Extracted data
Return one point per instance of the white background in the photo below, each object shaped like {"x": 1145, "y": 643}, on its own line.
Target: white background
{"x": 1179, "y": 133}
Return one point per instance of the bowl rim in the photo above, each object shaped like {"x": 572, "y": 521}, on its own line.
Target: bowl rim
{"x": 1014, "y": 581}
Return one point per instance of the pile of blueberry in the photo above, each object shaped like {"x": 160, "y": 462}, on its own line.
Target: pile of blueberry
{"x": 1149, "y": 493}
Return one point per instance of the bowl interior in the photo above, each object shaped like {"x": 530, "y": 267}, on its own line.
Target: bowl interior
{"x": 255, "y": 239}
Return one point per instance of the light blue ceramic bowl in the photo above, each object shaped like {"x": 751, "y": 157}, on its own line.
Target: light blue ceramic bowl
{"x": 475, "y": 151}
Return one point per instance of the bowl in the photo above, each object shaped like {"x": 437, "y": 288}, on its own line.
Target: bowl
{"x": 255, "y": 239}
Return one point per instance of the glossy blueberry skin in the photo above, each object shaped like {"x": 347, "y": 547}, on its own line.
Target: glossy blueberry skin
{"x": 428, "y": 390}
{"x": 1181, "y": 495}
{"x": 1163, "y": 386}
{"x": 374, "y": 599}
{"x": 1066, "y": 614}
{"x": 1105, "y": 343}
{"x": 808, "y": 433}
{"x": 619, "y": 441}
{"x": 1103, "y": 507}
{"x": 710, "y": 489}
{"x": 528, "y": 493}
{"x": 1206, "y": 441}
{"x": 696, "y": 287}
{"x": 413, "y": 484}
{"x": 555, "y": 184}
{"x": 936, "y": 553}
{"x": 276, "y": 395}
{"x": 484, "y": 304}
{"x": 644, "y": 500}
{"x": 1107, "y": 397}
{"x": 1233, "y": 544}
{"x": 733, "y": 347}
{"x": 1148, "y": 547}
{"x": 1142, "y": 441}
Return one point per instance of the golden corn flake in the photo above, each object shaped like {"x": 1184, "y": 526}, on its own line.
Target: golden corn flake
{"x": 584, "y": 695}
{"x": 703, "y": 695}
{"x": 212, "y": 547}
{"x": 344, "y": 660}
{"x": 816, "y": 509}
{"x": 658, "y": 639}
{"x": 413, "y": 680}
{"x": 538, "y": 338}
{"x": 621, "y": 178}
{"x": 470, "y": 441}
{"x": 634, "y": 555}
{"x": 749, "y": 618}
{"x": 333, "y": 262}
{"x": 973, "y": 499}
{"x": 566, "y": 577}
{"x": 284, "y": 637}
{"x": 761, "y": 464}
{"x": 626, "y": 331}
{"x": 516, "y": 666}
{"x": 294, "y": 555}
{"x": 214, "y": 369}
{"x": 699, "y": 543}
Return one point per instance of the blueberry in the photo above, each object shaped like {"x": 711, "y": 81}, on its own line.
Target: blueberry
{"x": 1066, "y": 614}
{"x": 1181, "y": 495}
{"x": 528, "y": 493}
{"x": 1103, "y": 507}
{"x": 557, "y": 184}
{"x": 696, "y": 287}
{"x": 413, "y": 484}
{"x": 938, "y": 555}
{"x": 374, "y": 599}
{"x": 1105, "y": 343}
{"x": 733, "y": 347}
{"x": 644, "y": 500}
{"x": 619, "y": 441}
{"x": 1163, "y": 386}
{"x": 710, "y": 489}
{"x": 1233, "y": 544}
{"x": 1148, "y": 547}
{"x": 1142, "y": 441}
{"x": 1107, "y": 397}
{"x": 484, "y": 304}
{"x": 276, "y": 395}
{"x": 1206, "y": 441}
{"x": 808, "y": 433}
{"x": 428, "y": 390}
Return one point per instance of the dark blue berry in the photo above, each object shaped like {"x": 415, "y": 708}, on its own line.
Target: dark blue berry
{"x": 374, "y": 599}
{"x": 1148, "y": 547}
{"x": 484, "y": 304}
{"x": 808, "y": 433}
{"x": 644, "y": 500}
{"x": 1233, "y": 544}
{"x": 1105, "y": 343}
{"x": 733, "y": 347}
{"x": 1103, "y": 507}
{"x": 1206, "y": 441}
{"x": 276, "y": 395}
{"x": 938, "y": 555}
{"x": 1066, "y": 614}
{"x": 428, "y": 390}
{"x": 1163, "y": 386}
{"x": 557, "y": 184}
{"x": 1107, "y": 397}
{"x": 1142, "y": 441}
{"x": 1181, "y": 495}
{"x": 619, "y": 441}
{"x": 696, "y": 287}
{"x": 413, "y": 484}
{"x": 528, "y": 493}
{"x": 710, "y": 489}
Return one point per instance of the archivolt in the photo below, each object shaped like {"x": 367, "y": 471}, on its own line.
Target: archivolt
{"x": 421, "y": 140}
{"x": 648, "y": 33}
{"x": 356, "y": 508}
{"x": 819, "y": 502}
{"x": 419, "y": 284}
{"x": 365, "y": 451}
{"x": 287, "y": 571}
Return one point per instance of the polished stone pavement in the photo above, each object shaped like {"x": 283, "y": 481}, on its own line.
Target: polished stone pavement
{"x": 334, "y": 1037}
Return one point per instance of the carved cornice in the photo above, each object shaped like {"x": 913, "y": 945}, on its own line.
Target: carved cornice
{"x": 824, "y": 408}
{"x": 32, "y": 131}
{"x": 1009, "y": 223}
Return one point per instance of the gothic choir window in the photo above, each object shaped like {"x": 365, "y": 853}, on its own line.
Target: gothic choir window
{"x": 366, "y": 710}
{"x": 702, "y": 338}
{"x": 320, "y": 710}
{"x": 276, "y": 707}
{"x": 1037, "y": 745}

* * *

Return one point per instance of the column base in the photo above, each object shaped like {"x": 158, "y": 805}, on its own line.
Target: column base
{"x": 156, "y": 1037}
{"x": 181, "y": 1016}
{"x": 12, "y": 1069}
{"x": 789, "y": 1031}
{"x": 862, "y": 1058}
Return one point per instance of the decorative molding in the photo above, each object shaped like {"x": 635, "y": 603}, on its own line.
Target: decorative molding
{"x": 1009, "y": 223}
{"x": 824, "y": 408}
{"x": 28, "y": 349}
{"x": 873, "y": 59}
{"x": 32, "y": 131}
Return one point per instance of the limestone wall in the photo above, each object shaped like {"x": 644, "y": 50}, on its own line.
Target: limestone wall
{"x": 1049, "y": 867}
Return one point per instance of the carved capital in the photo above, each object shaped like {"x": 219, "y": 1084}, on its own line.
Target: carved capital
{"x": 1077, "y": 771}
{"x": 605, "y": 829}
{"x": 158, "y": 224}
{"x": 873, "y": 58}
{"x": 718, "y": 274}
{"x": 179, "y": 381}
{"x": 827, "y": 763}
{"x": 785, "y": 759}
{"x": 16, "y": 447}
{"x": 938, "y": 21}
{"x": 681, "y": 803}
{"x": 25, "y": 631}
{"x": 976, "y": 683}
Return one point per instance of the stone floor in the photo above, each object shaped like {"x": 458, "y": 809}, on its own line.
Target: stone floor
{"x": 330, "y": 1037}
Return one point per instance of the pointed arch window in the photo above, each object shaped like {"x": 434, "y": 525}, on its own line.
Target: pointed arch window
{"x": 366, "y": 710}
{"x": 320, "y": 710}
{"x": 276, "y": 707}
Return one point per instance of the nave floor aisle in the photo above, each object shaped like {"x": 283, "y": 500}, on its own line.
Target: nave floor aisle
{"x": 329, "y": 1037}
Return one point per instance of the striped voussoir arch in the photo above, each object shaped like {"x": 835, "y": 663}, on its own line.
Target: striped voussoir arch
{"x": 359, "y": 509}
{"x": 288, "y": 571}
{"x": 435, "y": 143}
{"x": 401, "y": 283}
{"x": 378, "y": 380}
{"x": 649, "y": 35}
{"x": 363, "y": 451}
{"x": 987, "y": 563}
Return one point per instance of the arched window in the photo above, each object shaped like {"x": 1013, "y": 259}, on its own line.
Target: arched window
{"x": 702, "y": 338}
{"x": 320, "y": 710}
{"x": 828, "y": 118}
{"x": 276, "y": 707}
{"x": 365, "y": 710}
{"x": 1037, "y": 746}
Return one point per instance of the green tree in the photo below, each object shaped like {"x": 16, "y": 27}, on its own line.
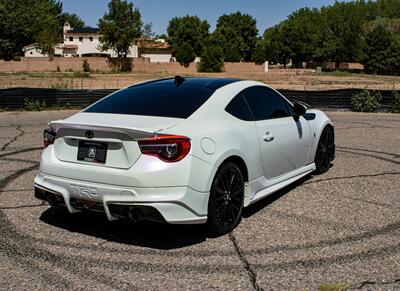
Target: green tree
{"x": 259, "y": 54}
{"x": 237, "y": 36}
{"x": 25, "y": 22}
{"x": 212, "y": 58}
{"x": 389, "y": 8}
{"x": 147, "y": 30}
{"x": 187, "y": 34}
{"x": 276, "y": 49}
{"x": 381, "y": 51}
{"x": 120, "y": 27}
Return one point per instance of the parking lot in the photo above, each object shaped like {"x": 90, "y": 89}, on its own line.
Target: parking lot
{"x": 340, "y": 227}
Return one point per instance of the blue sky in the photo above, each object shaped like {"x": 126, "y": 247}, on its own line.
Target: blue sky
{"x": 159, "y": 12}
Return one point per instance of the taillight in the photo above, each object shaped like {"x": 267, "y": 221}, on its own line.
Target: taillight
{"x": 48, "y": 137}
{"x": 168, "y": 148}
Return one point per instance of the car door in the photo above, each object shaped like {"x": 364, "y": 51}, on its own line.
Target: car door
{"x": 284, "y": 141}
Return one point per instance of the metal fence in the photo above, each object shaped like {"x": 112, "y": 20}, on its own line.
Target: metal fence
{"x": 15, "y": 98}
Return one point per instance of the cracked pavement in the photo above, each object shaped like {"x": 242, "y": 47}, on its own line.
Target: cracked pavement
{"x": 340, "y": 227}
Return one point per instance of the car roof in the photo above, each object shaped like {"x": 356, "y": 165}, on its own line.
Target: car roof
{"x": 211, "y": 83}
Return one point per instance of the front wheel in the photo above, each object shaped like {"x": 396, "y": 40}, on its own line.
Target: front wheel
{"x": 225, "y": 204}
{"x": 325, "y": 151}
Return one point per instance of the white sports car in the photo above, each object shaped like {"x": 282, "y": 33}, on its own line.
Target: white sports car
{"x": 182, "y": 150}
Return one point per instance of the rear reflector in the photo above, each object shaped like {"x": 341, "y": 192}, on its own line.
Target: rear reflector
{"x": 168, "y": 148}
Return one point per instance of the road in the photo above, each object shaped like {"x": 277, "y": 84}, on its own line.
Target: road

* * *

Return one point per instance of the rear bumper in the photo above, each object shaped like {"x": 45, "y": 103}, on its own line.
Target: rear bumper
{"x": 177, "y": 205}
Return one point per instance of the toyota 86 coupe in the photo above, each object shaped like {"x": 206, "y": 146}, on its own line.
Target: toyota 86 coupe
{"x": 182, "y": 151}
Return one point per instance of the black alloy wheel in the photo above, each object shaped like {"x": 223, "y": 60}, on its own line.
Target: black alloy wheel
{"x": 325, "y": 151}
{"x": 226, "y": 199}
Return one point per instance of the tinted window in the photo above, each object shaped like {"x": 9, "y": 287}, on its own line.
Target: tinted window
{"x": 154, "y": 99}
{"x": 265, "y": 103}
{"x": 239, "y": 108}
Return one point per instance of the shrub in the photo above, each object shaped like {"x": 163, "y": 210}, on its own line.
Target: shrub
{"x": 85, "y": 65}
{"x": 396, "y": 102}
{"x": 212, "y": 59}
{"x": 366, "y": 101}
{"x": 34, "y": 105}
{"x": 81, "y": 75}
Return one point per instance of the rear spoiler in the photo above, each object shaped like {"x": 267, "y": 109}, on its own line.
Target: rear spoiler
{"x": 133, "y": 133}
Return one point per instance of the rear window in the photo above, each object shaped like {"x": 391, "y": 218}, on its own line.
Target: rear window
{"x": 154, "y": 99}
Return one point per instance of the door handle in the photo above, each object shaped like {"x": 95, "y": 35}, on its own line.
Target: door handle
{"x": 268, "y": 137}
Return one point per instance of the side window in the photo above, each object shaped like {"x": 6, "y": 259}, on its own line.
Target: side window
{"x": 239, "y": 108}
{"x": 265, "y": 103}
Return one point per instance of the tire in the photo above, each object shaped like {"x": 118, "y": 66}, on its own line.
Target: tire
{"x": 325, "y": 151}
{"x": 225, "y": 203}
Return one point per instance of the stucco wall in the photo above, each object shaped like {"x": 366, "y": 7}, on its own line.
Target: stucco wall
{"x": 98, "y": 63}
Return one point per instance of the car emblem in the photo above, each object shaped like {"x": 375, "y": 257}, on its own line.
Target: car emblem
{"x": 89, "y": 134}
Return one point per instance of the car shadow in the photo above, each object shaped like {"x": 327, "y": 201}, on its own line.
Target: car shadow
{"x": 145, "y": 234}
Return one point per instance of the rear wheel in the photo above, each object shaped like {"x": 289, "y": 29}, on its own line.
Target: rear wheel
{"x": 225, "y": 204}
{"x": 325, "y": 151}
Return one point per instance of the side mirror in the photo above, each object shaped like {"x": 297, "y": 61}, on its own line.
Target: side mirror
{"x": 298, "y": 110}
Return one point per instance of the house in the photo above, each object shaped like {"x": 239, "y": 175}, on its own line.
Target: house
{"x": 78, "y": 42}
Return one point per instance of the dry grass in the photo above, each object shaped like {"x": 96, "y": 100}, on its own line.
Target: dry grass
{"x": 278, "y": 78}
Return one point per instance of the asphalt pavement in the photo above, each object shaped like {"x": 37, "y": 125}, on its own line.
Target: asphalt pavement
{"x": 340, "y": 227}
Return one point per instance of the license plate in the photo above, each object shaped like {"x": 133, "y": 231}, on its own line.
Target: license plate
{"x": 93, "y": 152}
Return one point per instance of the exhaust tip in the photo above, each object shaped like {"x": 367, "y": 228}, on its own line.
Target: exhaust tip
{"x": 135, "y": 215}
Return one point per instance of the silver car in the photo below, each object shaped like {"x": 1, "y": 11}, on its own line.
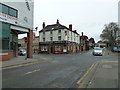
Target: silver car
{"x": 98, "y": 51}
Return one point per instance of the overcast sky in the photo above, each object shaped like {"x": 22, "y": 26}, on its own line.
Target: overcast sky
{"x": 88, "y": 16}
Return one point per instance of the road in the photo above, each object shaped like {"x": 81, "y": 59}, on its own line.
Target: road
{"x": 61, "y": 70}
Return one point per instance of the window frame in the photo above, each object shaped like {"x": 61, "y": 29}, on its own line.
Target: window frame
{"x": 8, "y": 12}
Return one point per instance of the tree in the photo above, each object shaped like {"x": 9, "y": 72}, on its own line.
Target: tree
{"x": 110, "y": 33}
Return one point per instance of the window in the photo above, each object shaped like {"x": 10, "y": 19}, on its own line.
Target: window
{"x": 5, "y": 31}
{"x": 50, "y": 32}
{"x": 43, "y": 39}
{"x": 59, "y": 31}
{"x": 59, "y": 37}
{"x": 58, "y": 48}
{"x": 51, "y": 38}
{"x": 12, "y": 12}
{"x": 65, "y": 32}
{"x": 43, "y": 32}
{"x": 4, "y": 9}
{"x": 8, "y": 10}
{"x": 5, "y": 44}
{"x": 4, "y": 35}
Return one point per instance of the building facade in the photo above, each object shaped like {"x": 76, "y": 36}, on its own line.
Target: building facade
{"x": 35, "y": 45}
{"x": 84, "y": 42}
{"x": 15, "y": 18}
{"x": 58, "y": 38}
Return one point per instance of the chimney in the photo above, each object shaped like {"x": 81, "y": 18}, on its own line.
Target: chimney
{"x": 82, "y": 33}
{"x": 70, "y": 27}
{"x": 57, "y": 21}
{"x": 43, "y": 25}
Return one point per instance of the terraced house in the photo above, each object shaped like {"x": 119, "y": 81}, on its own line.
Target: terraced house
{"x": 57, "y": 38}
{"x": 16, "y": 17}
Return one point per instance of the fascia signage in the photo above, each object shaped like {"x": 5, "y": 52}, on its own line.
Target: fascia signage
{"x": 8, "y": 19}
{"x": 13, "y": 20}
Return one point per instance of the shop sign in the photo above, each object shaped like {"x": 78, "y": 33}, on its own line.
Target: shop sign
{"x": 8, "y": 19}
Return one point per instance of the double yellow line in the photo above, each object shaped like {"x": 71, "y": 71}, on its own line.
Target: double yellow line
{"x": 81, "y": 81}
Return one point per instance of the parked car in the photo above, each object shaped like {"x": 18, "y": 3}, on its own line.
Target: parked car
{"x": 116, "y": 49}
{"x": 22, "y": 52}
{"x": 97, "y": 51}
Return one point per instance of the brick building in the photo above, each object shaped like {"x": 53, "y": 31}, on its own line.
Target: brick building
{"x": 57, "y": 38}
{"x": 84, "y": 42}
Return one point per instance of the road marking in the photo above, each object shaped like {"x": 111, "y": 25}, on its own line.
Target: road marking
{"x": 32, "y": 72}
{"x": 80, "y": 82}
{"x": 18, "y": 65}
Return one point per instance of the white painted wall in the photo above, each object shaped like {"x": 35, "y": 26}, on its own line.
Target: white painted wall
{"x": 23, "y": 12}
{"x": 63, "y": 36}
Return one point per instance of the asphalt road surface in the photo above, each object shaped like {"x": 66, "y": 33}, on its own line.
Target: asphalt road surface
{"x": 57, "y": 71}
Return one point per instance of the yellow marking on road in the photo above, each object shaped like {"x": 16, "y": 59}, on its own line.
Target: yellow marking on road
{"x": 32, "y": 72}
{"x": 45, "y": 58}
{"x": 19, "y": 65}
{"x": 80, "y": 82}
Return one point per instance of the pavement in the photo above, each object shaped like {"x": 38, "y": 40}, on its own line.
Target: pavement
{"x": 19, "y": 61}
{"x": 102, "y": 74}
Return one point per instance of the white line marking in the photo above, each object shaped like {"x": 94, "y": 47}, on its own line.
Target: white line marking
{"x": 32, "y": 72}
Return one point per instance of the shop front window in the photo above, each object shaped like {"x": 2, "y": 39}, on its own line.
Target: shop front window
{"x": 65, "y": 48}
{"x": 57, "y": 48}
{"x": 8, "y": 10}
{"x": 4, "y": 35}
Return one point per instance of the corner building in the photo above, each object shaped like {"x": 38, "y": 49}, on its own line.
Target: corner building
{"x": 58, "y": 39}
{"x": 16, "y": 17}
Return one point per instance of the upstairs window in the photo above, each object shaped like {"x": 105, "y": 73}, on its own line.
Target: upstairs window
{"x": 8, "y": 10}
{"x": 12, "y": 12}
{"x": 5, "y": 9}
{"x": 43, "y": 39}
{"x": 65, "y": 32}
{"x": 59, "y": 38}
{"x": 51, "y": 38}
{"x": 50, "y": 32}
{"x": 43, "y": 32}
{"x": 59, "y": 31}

Task directions
Return each line of the records that contains the string "frame". Case matters.

Problem solution
Return one point per instance of the window frame in the photo above, each object shaped like {"x": 61, "y": 29}, on its own line.
Target: window frame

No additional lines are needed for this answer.